▸ **任务要求**
从记录开头起，到包含“148 99 L 148”的那一行为止，逐字照录这些行，首尾两行都算在内。

▸ **集合条目**
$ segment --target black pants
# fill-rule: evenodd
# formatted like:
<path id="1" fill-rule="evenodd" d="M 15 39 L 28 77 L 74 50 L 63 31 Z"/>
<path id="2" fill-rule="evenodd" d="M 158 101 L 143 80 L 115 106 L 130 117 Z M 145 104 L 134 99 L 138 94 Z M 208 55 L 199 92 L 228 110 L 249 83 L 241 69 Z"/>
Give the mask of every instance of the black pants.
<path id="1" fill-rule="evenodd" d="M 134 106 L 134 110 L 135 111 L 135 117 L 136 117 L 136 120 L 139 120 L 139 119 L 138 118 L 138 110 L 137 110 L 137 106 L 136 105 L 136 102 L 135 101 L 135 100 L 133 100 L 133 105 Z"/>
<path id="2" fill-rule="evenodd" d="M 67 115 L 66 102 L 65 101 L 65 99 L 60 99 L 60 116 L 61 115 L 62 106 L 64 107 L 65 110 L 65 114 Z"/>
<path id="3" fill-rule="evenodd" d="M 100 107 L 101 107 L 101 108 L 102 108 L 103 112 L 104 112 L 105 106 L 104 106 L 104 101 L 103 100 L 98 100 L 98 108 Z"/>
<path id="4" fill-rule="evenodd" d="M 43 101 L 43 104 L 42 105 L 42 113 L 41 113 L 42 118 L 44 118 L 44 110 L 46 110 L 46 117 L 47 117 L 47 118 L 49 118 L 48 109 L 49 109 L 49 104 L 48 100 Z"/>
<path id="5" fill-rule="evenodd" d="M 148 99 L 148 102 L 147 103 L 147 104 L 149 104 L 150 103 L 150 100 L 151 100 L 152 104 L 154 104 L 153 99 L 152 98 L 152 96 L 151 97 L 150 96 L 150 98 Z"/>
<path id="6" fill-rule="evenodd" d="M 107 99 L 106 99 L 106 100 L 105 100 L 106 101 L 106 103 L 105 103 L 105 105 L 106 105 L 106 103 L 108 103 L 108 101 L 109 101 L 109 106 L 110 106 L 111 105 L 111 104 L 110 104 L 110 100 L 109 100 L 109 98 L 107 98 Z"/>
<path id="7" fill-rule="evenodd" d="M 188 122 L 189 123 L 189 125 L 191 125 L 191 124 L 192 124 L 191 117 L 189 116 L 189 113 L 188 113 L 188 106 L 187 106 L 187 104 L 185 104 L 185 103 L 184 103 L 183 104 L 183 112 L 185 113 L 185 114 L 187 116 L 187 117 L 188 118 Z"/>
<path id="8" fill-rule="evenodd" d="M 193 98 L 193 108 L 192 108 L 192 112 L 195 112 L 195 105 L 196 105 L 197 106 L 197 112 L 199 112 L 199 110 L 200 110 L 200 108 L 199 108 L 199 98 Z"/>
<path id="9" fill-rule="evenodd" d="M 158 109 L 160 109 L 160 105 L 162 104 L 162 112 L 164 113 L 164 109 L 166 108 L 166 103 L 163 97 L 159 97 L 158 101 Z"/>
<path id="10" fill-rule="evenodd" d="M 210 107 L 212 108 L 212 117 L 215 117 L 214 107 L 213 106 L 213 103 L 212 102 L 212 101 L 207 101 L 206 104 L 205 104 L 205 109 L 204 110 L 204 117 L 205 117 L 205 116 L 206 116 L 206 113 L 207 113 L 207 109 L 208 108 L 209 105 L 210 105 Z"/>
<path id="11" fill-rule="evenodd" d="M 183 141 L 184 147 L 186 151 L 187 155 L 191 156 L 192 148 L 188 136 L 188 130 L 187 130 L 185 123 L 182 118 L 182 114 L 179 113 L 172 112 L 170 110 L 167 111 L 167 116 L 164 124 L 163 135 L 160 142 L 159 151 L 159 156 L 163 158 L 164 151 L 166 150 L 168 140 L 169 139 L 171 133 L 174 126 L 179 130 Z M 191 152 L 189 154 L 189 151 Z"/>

▸ **正确结果**
$ segment --target black pants
# fill-rule: evenodd
# formatted like:
<path id="1" fill-rule="evenodd" d="M 15 39 L 28 77 L 74 50 L 63 31 Z"/>
<path id="2" fill-rule="evenodd" d="M 158 101 L 143 80 L 115 106 L 130 117 Z M 145 104 L 134 99 L 138 94 Z M 208 55 L 199 92 L 228 110 L 249 83 L 241 69 Z"/>
Give the mask of every instance of the black pants.
<path id="1" fill-rule="evenodd" d="M 134 106 L 134 110 L 135 111 L 135 117 L 136 117 L 136 120 L 139 120 L 139 119 L 138 118 L 138 110 L 137 110 L 137 106 L 136 105 L 136 102 L 135 101 L 135 100 L 133 100 L 133 105 Z"/>
<path id="2" fill-rule="evenodd" d="M 67 115 L 66 102 L 65 101 L 65 99 L 60 99 L 60 116 L 61 115 L 62 106 L 64 107 L 65 110 L 65 114 Z"/>
<path id="3" fill-rule="evenodd" d="M 100 107 L 101 107 L 101 108 L 102 108 L 103 112 L 104 112 L 105 106 L 104 106 L 104 101 L 103 100 L 98 100 L 98 108 Z"/>
<path id="4" fill-rule="evenodd" d="M 43 101 L 43 104 L 42 105 L 42 113 L 41 113 L 42 118 L 44 118 L 44 110 L 46 110 L 46 117 L 47 117 L 47 118 L 49 118 L 48 109 L 49 109 L 49 104 L 48 100 Z"/>
<path id="5" fill-rule="evenodd" d="M 148 99 L 148 102 L 147 103 L 147 104 L 149 104 L 150 103 L 150 100 L 151 100 L 152 104 L 154 104 L 153 99 L 152 98 L 152 96 L 151 97 L 150 96 L 150 98 Z"/>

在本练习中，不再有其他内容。